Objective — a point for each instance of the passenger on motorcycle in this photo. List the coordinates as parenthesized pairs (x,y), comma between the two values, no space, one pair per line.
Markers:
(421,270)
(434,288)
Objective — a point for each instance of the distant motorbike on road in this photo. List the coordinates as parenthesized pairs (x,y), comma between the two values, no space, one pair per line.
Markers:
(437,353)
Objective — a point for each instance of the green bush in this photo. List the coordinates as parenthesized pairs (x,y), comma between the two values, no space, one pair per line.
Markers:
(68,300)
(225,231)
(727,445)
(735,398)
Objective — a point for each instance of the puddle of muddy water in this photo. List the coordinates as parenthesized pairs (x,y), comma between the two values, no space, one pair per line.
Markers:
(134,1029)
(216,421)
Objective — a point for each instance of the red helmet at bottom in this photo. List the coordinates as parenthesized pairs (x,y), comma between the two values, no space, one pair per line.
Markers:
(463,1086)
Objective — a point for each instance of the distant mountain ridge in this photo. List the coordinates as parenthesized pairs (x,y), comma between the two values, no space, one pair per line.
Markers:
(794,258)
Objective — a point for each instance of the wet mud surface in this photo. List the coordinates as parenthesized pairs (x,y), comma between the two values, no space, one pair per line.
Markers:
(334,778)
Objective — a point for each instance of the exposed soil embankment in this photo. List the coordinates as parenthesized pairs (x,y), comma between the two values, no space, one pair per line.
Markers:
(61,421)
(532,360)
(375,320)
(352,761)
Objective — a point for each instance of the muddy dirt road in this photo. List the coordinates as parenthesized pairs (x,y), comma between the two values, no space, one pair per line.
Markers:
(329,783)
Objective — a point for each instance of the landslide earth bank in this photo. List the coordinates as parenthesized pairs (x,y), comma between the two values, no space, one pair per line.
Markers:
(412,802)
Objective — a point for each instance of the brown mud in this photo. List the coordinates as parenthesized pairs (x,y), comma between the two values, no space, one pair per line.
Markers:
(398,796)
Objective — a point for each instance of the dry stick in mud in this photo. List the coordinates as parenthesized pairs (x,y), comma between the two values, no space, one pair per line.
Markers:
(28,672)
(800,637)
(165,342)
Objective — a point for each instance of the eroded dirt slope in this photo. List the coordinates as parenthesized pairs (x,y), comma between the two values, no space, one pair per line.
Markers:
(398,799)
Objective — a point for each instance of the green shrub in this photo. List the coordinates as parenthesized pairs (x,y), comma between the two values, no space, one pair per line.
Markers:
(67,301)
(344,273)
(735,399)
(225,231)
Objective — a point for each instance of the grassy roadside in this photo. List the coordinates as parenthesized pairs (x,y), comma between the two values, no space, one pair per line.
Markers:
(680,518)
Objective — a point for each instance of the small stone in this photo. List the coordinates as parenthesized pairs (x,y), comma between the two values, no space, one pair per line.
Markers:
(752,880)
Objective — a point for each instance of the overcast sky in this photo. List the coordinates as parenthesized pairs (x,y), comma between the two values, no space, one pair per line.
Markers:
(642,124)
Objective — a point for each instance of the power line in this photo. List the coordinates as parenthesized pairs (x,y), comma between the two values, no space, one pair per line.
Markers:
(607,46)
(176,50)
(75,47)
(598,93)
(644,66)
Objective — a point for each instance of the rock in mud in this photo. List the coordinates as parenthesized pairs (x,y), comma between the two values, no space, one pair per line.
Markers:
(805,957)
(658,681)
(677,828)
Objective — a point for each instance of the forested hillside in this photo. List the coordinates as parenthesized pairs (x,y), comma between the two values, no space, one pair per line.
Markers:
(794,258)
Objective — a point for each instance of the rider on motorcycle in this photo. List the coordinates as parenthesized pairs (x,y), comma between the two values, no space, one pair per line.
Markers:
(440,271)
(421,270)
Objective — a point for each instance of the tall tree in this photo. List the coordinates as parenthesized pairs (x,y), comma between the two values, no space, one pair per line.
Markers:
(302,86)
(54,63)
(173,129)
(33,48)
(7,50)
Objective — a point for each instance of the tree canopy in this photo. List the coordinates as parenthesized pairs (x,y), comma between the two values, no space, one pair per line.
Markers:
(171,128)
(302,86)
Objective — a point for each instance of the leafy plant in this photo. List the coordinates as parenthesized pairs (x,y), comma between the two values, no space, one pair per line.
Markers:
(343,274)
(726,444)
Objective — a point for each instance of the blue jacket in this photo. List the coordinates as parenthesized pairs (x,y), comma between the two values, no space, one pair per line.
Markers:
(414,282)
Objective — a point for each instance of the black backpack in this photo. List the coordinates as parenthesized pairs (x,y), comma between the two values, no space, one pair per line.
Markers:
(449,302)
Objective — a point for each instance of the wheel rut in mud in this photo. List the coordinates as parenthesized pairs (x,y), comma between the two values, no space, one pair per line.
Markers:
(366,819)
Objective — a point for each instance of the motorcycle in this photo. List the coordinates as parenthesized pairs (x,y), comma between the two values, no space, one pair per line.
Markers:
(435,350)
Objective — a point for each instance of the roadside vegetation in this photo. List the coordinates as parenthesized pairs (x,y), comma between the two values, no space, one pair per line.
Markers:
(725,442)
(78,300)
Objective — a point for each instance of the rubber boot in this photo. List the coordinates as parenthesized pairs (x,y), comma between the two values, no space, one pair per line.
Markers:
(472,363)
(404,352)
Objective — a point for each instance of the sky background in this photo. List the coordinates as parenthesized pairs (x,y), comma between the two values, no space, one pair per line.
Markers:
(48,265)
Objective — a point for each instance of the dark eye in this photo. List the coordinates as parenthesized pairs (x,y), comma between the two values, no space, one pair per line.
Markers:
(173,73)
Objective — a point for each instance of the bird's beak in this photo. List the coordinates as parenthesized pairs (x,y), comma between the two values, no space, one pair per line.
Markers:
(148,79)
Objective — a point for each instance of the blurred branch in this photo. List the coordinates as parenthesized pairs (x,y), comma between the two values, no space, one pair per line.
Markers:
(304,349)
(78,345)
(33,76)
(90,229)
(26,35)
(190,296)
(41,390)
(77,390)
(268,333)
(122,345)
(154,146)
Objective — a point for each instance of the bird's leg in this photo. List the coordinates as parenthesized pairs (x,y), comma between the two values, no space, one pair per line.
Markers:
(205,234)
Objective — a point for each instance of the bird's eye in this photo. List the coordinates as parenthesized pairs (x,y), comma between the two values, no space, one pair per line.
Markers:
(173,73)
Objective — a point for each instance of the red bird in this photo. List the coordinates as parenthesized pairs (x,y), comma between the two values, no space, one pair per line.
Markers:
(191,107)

▬▬▬▬▬▬▬▬▬▬

The data above is to be restated line for line, word for word.

Objective — a point for each instance of the passenger on motorcycle in this photo. List the coordinates as parenthesized pairs (x,y), comma between the two values, no space, one pair per line.
Markers:
(421,270)
(434,288)
Objective — a point for each instance of the distant motorbike on road in this photo. List the coordinates as parenthesized pairs (x,y), comma between the two values, no space, one pair per line.
Markers:
(437,353)
Objective — a point for each instance of the green bush in this photo. List the coordinates as parenthesized pairs (x,y), comma between the two values, no space, one pair per line.
Markers:
(68,300)
(225,231)
(727,445)
(735,398)
Objective — a point for each instance of the puddle of muddy water in this photo. List the coordinates as parenthesized pairs (x,y), comma between the two values, no space, one pair per line.
Markers:
(134,1029)
(216,421)
Objective — a point for each instance of the red helmet at bottom in this photo. List the coordinates as parenthesized pairs (x,y), comma between the two values, no space, one pair per line.
Markers:
(463,1086)
Objective — a point for each instance of the distant mountain ridge in this photo. List the coordinates as parenthesized pairs (x,y), comma between the two values, no space, one pair per line.
Markers:
(794,258)
Objective — a point for each instance of the wet mud surface in this photo. List the coordinates as parenthesized pairs (x,y), comma between the two values, no space, one pair per line.
Markers:
(334,778)
Objective — a point for each instance of the exposed soil embankment in this photo. List the coordinates as parenthesized pairs (x,y), comma between the two values, no space, one pair per line.
Markers:
(61,421)
(532,360)
(375,320)
(352,761)
Objective — a point for each instance of the muddy dirt road in this photo. List the coordinates as parenthesized pairs (x,y), comma between the two values, no space, one pair per line.
Markers:
(329,783)
Objective — a point for each instance of the landslide earth bank in this photo. List the coordinates as parenthesized pairs (x,y), comma between the two values, no space, one pair per line.
Markers:
(412,802)
Objective — a point for each instance of the brown mud in this photo. List the coordinates as parenthesized pairs (x,y), comma between the two values, no space, one pair per line.
Markers:
(398,796)
Objective — a point for each instance of the dry stick in mud in this photo. List the coordinates as parenthesized pairs (x,y), comma between the two values, no space, one pair per line.
Markers:
(28,672)
(800,637)
(165,342)
Objective — a point for each instance of the eroded dirt slope in this photo. List the coordinates as parenthesized pairs (x,y), comma between the two values, no space, one pair per line.
Markers:
(398,799)
Objective — a point for each instance of the green shrub in this photo. List the coordinates as parenthesized pairs (x,y), comma between the two values, no space, one pair per line.
Markers:
(67,301)
(344,273)
(735,399)
(225,231)
Objective — a point for each instance of the grassy roadside in this photo. List the coordinates as parenthesized pairs (x,y), comma between the two values, no space, one pair per line.
Markers:
(680,518)
Objective — a point for each instance of the small stone in this photo. List the coordinates as parenthesized pairs (x,y), comma between the two values, no space, one pair per line.
Markers:
(752,880)
Objective — a point for each instance of the overcast sky in this photo. List the coordinates as parenthesized pairs (x,y), comma between the two values, no space, one pair per line.
Markers:
(642,124)
Objective — a point for each instance of the power line in this photo. List the coordinates as parenthesized pairs (x,y), comma between the two values, no space, one pair per line.
Markers:
(607,46)
(176,50)
(75,47)
(598,93)
(644,66)
Objective — a point for each instance of the rock in mud in this photo. List the coordinates as parenthesized pairs (x,y), comma between the two values, no space, one pair per line.
Markers:
(805,957)
(658,681)
(677,828)
Objective — a point for each instance of the forested hillside in this photo. List the coordinates as parenthesized pairs (x,y), comma between the two values, no space, one pair per line.
Markers:
(794,258)
Objective — a point for each instance of the rider on motorcycle in this photo. List the coordinates as parenthesized pairs (x,y), comma between the two values, no space, one pair per line.
Markers:
(440,271)
(421,270)
Objective — a point for each instance of the tall tree in this photo. List the coordinates as parenthesized pairs (x,y), comma between the two values, no space, one pair per line.
Markers:
(302,86)
(54,63)
(173,129)
(33,48)
(7,50)
Objective — a point for each instance of the tree canopy in this photo. List the coordinates as parenthesized pairs (x,y), comma between the two values, no space, one pair per line.
Markers:
(171,128)
(302,86)
Objective — a point for each instance of the leafy plant in this photo. List the coordinates as parenthesized pairs (x,y), comma between the two values, no space, one pair per line.
Markers:
(343,274)
(726,444)
Objective — a point for each instance of the blue jacket in this photo. List the coordinates as parenthesized pairs (x,y), comma between the two values, no space, one pair per line.
Markers:
(414,282)
Objective — a point for each instance of the black backpack in this photo. List the coordinates as parenthesized pairs (x,y), comma between the two values, no space, one pair per line.
Markers:
(449,302)
Objective — a point for each instance of the wheel rut in mud in this photo. List the coordinates as parenthesized pairs (x,y), comma between the two values, no space, one pair per line.
Markers:
(366,819)
Objective — a point for each instance of the motorcycle in this photo. List the coordinates as parenthesized pairs (x,y), comma between the two values, no space, one pair per line.
Markers:
(435,350)
Objective — a point for each instance of the roadside vegetation in this photo. List the coordinates as parenthesized pairs (x,y), comma between the two values, no space, one pair per line.
Markers:
(725,442)
(78,300)
Objective — a point for each instance of the rubber boot in this photo. List the coordinates as parenthesized pairs (x,y), comma between the two values, no space, one pair per line.
Markers:
(472,363)
(404,352)
Objective — a point for each instance of the sky background in this photo. List the coordinates as parenthesized pairs (x,y), comma between the two values, no space, one pair per line.
Markers:
(48,265)
Objective — a point for each instance of the dark eye in this photo. List the coordinates as parenthesized pairs (x,y), comma between the two values, no space, one pair per line.
Markers:
(173,73)
Objective — a point for each instance of the bird's beak in this photo. List the coordinates as parenthesized pairs (x,y), comma between the two values, no space, one pair per line.
Markers:
(148,79)
Objective — a point for each instance of the blurred branch in this photo. List the coordinates as parenthesized pairs (x,y), comma between the two values, no space, one pair per line.
Markers:
(304,349)
(78,345)
(33,76)
(90,229)
(26,35)
(190,296)
(41,390)
(77,390)
(268,333)
(122,345)
(154,146)
Objective — a point for each instance of the bird's leg in this photo. List the coordinates as parenthesized pairs (x,y), comma between the two values, no space, one pair per line.
Markers:
(205,234)
Objective — a point for each instance of the bird's eye in this photo. List the coordinates as parenthesized pairs (x,y), comma between the two values, no space, one pair per line.
Markers:
(173,73)
Objective — a point for each instance of the red bird in this photo. List the coordinates as parenthesized pairs (x,y), comma between the two values, no space, one pair per line.
Markers:
(191,107)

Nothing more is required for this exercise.